- **Work to complete**
Copy these records word for word, omitting the pictures.

- **Excerpted data**
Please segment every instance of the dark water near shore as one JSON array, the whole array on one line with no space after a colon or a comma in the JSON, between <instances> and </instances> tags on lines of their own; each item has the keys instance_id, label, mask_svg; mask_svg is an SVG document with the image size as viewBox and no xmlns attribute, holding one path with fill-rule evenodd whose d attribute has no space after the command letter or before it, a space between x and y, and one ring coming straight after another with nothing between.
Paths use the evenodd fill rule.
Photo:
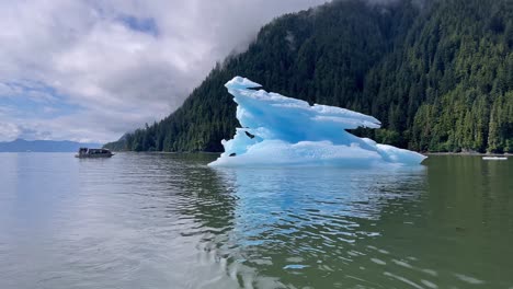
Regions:
<instances>
[{"instance_id":1,"label":"dark water near shore","mask_svg":"<svg viewBox=\"0 0 513 289\"><path fill-rule=\"evenodd\" d=\"M0 153L0 288L513 288L513 161Z\"/></svg>"}]
</instances>

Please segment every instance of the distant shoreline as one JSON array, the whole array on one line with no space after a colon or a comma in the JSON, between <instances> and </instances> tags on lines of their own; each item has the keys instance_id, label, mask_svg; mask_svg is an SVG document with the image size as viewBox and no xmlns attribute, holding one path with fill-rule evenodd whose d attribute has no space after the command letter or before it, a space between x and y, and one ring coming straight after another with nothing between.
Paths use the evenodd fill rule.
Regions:
<instances>
[{"instance_id":1,"label":"distant shoreline","mask_svg":"<svg viewBox=\"0 0 513 289\"><path fill-rule=\"evenodd\" d=\"M487 153L487 152L421 152L425 155L469 155L469 157L508 157L511 153Z\"/></svg>"}]
</instances>

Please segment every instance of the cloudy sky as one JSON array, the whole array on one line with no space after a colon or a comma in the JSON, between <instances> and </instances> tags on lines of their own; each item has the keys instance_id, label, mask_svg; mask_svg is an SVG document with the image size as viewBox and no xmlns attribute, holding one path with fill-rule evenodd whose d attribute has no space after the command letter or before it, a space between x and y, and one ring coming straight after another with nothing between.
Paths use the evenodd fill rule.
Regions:
<instances>
[{"instance_id":1,"label":"cloudy sky","mask_svg":"<svg viewBox=\"0 0 513 289\"><path fill-rule=\"evenodd\" d=\"M116 140L174 111L262 24L326 1L0 1L0 141Z\"/></svg>"}]
</instances>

- **Output of the exercise**
Please segment every instance of the dark water near shore as one JSON array, the whole array on one line with no space after a colon or a comma in the JSON, between <instances> and </instances> tags on lines of their own; each item has the keys instance_id, label, mask_svg; mask_svg is an SVG document with the image size as viewBox and no xmlns attribute, holding one path with fill-rule evenodd whose d attribute has no space after the command letter or before it, a space between x and y, and one ring coming straight after another with nothing between.
Paths use the evenodd fill rule.
Photo:
Regions:
<instances>
[{"instance_id":1,"label":"dark water near shore","mask_svg":"<svg viewBox=\"0 0 513 289\"><path fill-rule=\"evenodd\" d=\"M0 153L0 288L513 288L513 161Z\"/></svg>"}]
</instances>

Please segment every instance of the distant shoreline as one JSON array, the whole array on one line with no space after a colon or a comma in the JSON, between <instances> and </instances> tags on lines of their own; each item has the keys instance_id, label, mask_svg; mask_svg is an SVG document with the image size as viewBox and no xmlns attribute, holding one path with fill-rule evenodd whose d attribute has no space after the command letter or before it, a space between x and y, and one ring coming straight after another with nothing between.
Paths use the evenodd fill rule.
Regions:
<instances>
[{"instance_id":1,"label":"distant shoreline","mask_svg":"<svg viewBox=\"0 0 513 289\"><path fill-rule=\"evenodd\" d=\"M487 153L487 152L421 152L425 155L469 155L469 157L508 157L511 153Z\"/></svg>"}]
</instances>

Please segment every instance of the cloudy sky as one JSON array, the whole array on one line with no space after a colon or a comma in the JSON, between <instances> and </instances> tags on lines of their own; each item has the keys instance_id, label, mask_svg; mask_svg is an SVG document with the image size as viewBox and no xmlns attribute, holding one path with fill-rule evenodd whose d attribute has no space after the command letter or before it, a space between x and y, and one ring coming straight after another with nothing between.
Paths use the evenodd fill rule.
Regions:
<instances>
[{"instance_id":1,"label":"cloudy sky","mask_svg":"<svg viewBox=\"0 0 513 289\"><path fill-rule=\"evenodd\" d=\"M116 140L174 111L262 24L326 1L0 1L0 141Z\"/></svg>"}]
</instances>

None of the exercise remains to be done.